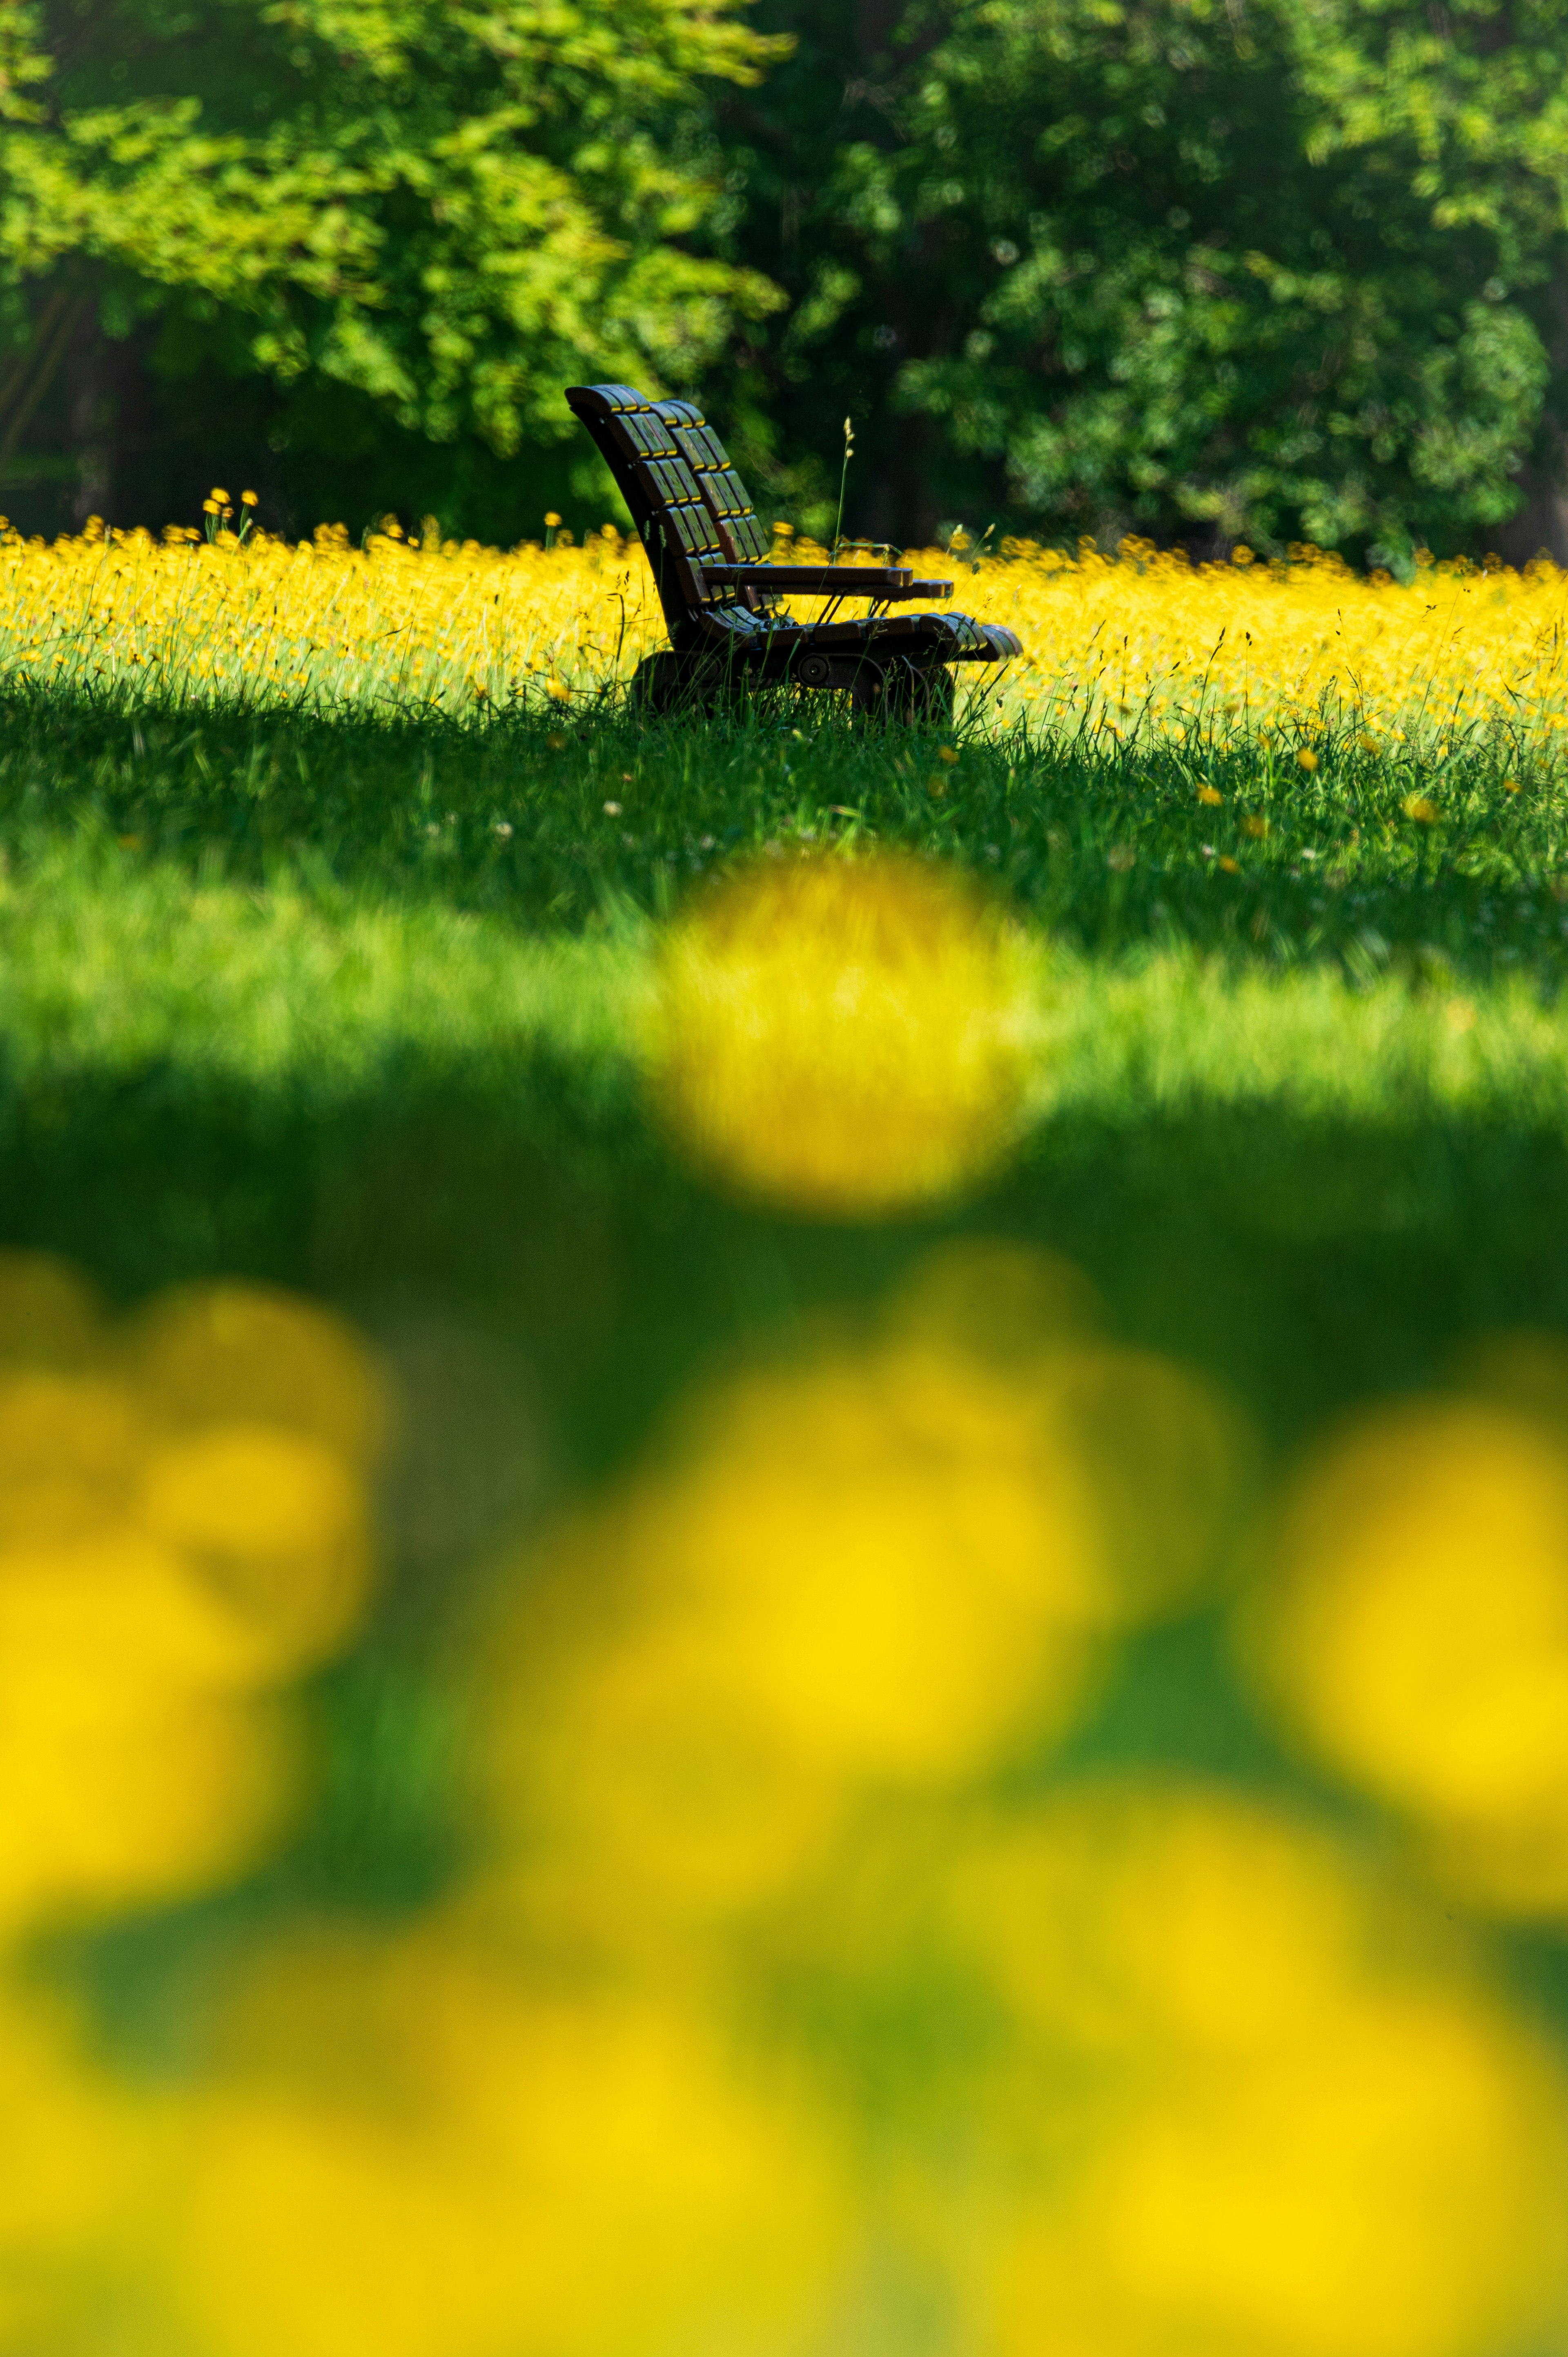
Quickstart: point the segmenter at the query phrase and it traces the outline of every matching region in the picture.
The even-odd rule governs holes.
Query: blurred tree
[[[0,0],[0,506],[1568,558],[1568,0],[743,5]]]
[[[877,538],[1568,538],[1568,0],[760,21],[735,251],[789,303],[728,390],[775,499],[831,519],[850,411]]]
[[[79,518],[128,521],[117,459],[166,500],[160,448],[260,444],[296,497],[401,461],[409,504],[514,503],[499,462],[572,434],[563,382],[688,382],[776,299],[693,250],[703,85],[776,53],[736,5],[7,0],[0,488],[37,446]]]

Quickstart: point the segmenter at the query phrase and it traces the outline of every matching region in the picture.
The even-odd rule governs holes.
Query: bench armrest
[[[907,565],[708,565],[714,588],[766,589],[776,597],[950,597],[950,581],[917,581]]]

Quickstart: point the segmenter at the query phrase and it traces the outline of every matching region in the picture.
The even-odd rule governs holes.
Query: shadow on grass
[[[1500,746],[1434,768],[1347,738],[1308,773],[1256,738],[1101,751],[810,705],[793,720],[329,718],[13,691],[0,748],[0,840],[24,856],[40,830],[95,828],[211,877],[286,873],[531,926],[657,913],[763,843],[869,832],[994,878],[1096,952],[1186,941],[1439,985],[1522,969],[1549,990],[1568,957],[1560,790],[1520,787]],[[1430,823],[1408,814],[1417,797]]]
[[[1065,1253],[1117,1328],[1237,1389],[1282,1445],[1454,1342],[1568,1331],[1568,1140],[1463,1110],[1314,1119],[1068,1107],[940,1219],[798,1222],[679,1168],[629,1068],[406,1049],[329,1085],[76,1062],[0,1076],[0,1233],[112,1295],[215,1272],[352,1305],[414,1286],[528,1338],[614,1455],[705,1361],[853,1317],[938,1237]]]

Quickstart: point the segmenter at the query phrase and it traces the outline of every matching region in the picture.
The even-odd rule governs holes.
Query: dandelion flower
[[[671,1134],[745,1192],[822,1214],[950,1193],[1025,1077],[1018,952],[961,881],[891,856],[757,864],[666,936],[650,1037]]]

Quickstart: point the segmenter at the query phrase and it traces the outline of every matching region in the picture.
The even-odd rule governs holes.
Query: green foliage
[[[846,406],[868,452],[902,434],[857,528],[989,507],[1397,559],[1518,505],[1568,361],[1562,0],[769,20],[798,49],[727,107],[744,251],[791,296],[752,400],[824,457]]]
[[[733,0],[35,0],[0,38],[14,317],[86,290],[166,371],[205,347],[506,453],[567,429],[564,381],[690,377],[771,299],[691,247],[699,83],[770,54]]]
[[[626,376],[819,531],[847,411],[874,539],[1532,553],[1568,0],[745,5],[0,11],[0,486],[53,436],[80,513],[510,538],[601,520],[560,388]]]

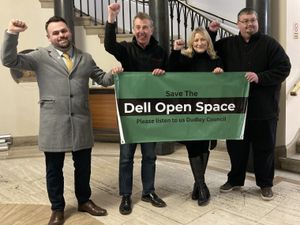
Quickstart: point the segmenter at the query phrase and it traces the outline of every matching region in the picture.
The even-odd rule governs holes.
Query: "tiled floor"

Problem to work on :: Restate the material above word for word, omitting the pictures.

Expected answer ::
Quickstart: point the segmenter at the query phrase and it traces the outline of every matching region in the picture.
The even-odd rule governs holes.
Query: blurred tree
[[[0,0],[0,506],[1568,558],[1568,0],[743,5]]]
[[[877,538],[1568,538],[1568,0],[760,21],[735,251],[789,303],[728,390],[775,499],[831,519],[850,411]]]
[[[79,518],[128,521],[117,459],[166,500],[160,448],[260,444],[296,497],[401,461],[409,504],[514,503],[499,462],[572,434],[563,382],[688,382],[776,299],[693,250],[703,85],[776,53],[736,5],[7,0],[0,488],[37,446]]]

Quickstart: point the segmenter at the query phrase and it traces the outline of every matching region in the picture.
The even-odd rule governs holes.
Query: bench armrest
[[[907,565],[708,565],[714,588],[766,589],[776,597],[950,597],[950,581],[917,581]]]

Quickstart: point the segmenter at the query phrase and it traces the outline of every matching region in the picture.
The even-odd rule governs holes.
Query: shadow on grass
[[[1500,746],[1434,768],[1347,738],[1308,773],[1256,738],[1101,751],[810,705],[793,720],[329,718],[13,691],[0,748],[0,840],[24,856],[40,830],[95,828],[211,877],[286,873],[531,926],[657,913],[763,843],[869,832],[994,878],[1096,952],[1186,941],[1439,985],[1522,969],[1549,990],[1568,957],[1560,790],[1520,787]],[[1430,823],[1408,814],[1417,797]]]
[[[1065,1253],[1117,1328],[1237,1389],[1282,1445],[1454,1342],[1568,1331],[1568,1140],[1463,1110],[1314,1119],[1068,1107],[940,1219],[798,1222],[679,1168],[629,1068],[406,1049],[329,1085],[76,1062],[0,1076],[0,1233],[112,1295],[215,1272],[352,1305],[414,1286],[528,1338],[614,1455],[705,1361],[853,1317],[938,1237]]]

Quickstart: point the segmenter at the query phrase and it traces the outline of every matching region in the picture.
The even-odd rule governs holes.
Query: dandelion flower
[[[671,1134],[745,1192],[822,1214],[950,1193],[1025,1077],[1018,952],[961,881],[891,856],[757,864],[666,936],[650,1037]]]

Quickstart: point the segmenter at the query phrase and it traces the outline of every matching region in the picture.
The even-odd rule governs holes.
Query: green foliage
[[[846,406],[868,452],[902,434],[857,528],[989,507],[1397,559],[1518,505],[1568,361],[1562,0],[769,20],[798,49],[727,107],[744,251],[791,296],[752,400],[824,457]]]
[[[733,0],[35,0],[0,38],[14,317],[86,290],[166,371],[205,347],[506,453],[567,429],[564,381],[690,377],[771,299],[691,247],[699,83],[770,54]]]
[[[626,376],[819,531],[847,411],[874,539],[1532,553],[1568,0],[745,5],[0,11],[0,486],[53,436],[80,513],[510,538],[601,520],[560,388]]]

Quickstart: point the segmenter at the query phrase and it traces the outline of every matching region in the picture.
The even-odd rule governs holes.
Query: "tiled floor"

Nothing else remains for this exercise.